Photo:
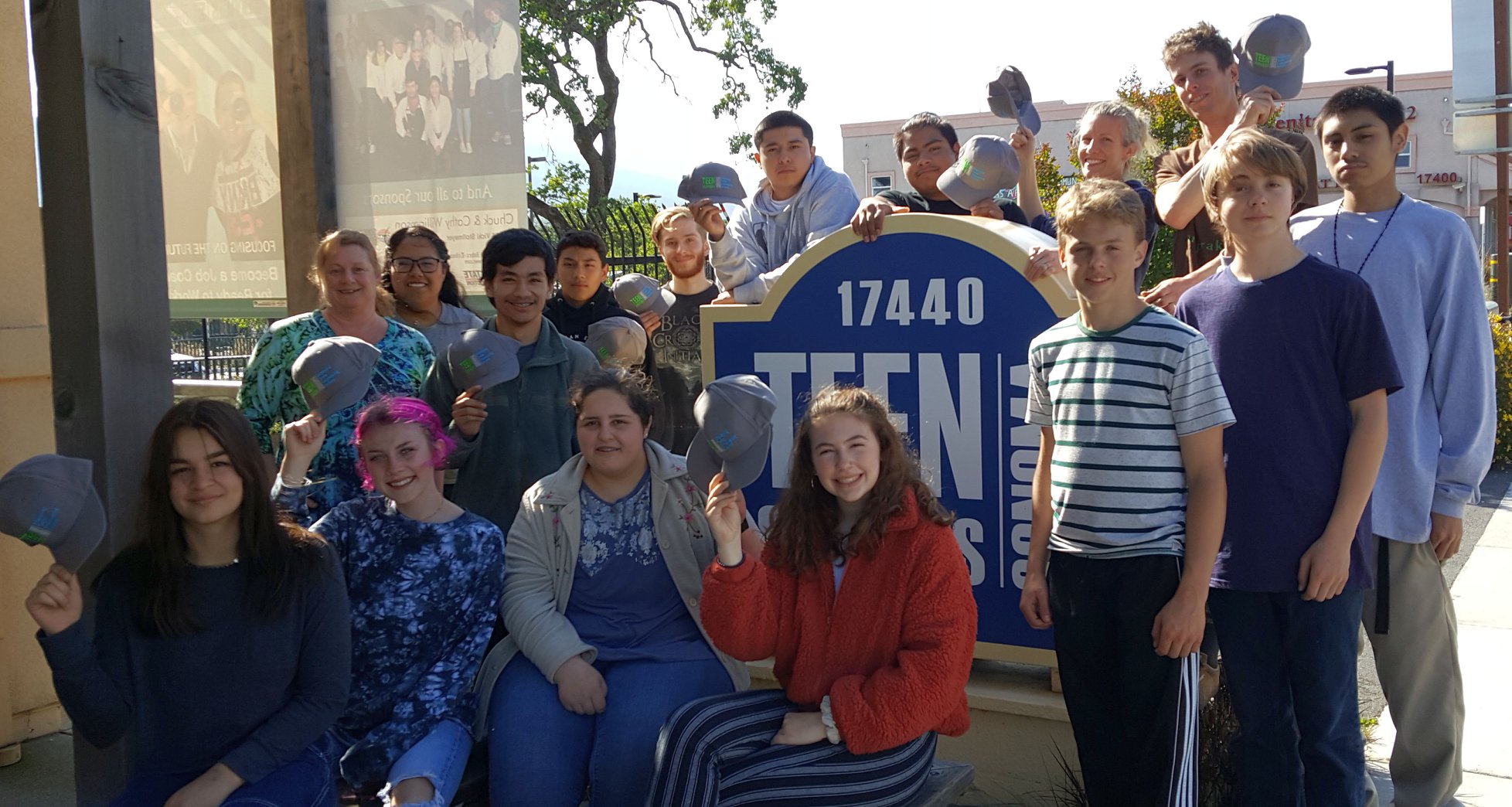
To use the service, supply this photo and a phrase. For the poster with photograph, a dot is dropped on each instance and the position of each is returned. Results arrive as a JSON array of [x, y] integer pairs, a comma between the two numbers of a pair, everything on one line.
[[427, 120], [218, 131]]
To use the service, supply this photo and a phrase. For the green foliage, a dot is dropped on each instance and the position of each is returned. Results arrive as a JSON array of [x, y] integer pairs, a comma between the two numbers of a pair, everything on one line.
[[564, 185], [555, 33]]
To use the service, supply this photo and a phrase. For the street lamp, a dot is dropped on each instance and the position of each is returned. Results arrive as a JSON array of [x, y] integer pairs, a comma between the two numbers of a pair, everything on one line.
[[1391, 73], [528, 164]]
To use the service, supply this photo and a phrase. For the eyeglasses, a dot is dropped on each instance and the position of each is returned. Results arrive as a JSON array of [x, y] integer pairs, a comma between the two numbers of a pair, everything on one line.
[[406, 265]]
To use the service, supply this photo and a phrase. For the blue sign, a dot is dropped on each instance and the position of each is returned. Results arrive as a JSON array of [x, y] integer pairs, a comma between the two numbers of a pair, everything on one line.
[[936, 318]]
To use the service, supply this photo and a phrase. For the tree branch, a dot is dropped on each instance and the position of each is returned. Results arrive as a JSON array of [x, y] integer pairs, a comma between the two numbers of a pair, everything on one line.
[[683, 22], [651, 52]]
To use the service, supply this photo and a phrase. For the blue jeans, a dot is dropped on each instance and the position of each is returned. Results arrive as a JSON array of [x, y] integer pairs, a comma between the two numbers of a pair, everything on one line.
[[1290, 666], [306, 781], [540, 754], [439, 758]]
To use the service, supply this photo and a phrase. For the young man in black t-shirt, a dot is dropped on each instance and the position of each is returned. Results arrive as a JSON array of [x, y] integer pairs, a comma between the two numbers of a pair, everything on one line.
[[675, 336], [926, 145]]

——————

To do: With the pictures left out, write out all of the data exactly.

The answer:
Photo:
To use the service, supply this photo and a phrase. For the poster with photograph, a dot is dropped on each instance and the position of each is returned. Results arrive as a JSON array of [x, y] integer pairs, a comma between the two numbers of a pair, everything on one line.
[[427, 120], [218, 131]]
To use the service, supply this photo and a phrase. For the green foliage, a dot is dropped on each instance and the position of each is returned. Results arrive as a JSON array of [x, y] integer pairs, a comma between the two numbers of a pair, everything on one line.
[[564, 185], [555, 33]]
To use the service, supply this photo and a phrase. For the street lamp, a dot is dropped on each instance and the position of each is returned. Results arrive as a JSON array of [x, y] integer pairs, a comma between the two numbers of a pair, everything on one line.
[[1391, 73], [528, 164]]
To use the service, supply this photo and a phrase. For the eyeglasses, a dot is dropped on each instance and the position of each is returned. Results arrive as a JSON array of [x, y] integer pairs, a comma between the two numbers of a pair, everything on one line.
[[406, 265]]
To use the service, supply this photo and a phrase. For the blue sign, a dot is dropped on each instance and the position of each is returned. Results arrive as a JSON array of [x, y] integer pairs, a comma between the two numbers of a pair, everything on one line.
[[936, 318]]
To use the service, supply this photo and a phrase. For the tree branch, a dot is dropped on each instance and the position of each is returned. Results arrive as a JSON array of [x, y] integer pairs, a comma between the two numbers of a pair, everything on one line.
[[683, 22], [651, 52]]
To use the service, supply this photo and a phrase. For the blue jeans, a dot is dropped on each instance and the position of each is returned. Results arrive as a JSON array of [x, y] integer pairs, a comma between the two numbers of a pair, everything on one line.
[[1290, 666], [306, 781], [540, 754], [439, 758]]
To use the service, supply this photo and a phrase. For the young man in black t-shirt, a dot is dropped on each instance and the position of each is returned. Results arrive as a JSON array of [x, y] integer pairs, a comma between the two numbers of a pair, everything on one line.
[[675, 336], [926, 145]]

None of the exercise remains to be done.